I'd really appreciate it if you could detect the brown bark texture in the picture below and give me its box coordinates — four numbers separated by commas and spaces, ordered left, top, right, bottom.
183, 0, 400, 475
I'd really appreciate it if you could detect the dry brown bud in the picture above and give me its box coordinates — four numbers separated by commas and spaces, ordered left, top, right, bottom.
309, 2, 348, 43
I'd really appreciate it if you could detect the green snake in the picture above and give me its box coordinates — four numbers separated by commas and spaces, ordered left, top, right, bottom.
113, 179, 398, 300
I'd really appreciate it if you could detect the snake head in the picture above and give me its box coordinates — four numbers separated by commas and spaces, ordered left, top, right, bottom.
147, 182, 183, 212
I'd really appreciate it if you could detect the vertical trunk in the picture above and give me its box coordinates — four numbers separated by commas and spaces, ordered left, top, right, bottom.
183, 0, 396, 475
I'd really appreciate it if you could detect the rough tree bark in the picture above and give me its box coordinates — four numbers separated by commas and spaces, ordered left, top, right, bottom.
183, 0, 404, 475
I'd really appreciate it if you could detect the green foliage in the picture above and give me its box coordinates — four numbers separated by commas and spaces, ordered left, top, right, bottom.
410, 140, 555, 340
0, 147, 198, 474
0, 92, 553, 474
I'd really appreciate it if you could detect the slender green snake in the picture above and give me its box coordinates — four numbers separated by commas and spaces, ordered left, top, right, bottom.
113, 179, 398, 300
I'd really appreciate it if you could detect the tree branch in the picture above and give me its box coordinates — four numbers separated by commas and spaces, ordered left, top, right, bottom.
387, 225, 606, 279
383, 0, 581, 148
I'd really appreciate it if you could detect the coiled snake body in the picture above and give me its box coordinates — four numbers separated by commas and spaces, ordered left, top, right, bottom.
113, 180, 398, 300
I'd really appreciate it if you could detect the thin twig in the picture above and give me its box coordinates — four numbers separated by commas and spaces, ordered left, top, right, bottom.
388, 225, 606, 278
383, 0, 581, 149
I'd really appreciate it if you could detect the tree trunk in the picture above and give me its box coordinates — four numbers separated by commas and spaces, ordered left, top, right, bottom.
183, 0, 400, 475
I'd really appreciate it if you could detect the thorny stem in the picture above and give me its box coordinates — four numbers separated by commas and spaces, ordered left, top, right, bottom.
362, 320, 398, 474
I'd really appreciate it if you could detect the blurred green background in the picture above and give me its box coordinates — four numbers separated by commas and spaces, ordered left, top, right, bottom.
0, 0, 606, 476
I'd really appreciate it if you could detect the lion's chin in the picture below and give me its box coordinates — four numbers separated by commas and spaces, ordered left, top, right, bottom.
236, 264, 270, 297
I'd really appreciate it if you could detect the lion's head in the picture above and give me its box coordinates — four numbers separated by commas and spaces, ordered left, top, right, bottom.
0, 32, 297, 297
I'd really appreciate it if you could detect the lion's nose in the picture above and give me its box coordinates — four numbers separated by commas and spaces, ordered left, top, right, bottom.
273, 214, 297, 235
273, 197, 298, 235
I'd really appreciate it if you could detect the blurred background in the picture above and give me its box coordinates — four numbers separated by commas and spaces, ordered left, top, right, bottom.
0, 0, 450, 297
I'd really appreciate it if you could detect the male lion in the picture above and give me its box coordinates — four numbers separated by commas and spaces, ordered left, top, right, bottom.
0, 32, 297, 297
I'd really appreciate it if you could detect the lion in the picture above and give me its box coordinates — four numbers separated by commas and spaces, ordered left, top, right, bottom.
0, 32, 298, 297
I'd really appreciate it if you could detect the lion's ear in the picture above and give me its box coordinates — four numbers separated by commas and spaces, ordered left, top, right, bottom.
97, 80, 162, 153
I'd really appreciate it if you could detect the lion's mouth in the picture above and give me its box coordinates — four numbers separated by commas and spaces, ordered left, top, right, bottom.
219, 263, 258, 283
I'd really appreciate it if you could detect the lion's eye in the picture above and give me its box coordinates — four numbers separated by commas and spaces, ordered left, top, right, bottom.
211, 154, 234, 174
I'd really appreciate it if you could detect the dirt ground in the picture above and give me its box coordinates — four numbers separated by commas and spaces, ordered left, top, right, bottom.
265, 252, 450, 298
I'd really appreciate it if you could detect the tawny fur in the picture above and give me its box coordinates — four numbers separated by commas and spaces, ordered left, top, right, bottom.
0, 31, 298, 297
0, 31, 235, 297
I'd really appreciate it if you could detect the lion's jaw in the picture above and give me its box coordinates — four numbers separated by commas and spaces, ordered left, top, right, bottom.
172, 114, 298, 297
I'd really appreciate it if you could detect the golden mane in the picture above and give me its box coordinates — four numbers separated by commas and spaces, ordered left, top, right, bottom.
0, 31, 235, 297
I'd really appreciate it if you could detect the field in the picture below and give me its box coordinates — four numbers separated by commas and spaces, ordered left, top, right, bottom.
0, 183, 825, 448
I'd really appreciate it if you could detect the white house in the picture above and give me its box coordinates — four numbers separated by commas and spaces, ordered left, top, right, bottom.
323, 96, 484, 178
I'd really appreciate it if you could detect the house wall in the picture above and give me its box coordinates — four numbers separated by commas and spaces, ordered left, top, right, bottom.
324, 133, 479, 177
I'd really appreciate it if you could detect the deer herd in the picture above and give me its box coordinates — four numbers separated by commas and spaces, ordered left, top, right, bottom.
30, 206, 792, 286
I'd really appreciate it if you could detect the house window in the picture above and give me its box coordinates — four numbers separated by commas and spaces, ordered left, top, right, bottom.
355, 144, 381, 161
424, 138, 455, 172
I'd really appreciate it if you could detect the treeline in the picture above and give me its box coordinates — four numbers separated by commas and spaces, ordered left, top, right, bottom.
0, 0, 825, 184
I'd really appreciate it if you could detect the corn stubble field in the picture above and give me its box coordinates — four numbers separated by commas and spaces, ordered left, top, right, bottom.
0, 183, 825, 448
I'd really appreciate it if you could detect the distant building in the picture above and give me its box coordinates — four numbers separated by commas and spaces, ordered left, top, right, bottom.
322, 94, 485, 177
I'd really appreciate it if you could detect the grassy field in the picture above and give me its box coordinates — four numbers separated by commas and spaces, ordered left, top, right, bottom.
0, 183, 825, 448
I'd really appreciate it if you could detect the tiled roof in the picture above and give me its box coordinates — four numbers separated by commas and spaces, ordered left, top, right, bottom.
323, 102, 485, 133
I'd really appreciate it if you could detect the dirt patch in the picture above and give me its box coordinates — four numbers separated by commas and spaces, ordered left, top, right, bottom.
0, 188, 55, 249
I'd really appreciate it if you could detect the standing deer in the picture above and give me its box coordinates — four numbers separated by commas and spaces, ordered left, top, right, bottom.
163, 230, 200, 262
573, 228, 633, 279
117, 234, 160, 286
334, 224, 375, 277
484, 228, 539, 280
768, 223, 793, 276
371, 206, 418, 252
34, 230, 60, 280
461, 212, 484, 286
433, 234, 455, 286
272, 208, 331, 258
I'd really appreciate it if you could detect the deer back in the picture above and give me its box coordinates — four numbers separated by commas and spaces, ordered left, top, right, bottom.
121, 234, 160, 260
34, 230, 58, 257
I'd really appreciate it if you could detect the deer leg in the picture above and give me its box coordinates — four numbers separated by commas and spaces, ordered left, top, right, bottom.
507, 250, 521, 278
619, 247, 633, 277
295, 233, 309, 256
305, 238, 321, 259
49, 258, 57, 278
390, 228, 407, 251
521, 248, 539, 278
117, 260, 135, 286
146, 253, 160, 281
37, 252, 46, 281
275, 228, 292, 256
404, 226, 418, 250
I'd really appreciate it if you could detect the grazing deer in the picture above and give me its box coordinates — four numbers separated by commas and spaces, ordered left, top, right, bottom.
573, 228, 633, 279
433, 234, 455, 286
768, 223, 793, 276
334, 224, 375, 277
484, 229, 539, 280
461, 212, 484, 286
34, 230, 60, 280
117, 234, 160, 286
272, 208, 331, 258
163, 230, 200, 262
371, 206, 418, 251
....................
### Task prompt
Reproduce the records above verbatim, starting at their first line and ending at the line containing "147, 182, 183, 212", with both lines included.

### Problem solution
I'd really appreciate it if you could detect the brown bark texture in the picture below and give me its box coordinates — four numbers separated by commas and spaces, ordered left, top, right, bottom.
183, 0, 400, 475
I'd really appreciate it if you could detect the dry brown bud in the picture above and give me its box coordinates — four numbers separated by commas and spaces, ordered left, top, right, bottom.
309, 2, 348, 43
I'd really appreciate it if you could detect the green snake in the picture above and give me its box coordinates — four numbers separated by commas and spaces, ordered left, top, right, bottom.
113, 179, 398, 300
I'd really appreciate it if you could detect the snake head in the picture above and give me its box coordinates — four numbers separated by commas and spaces, ordered left, top, right, bottom.
147, 182, 183, 212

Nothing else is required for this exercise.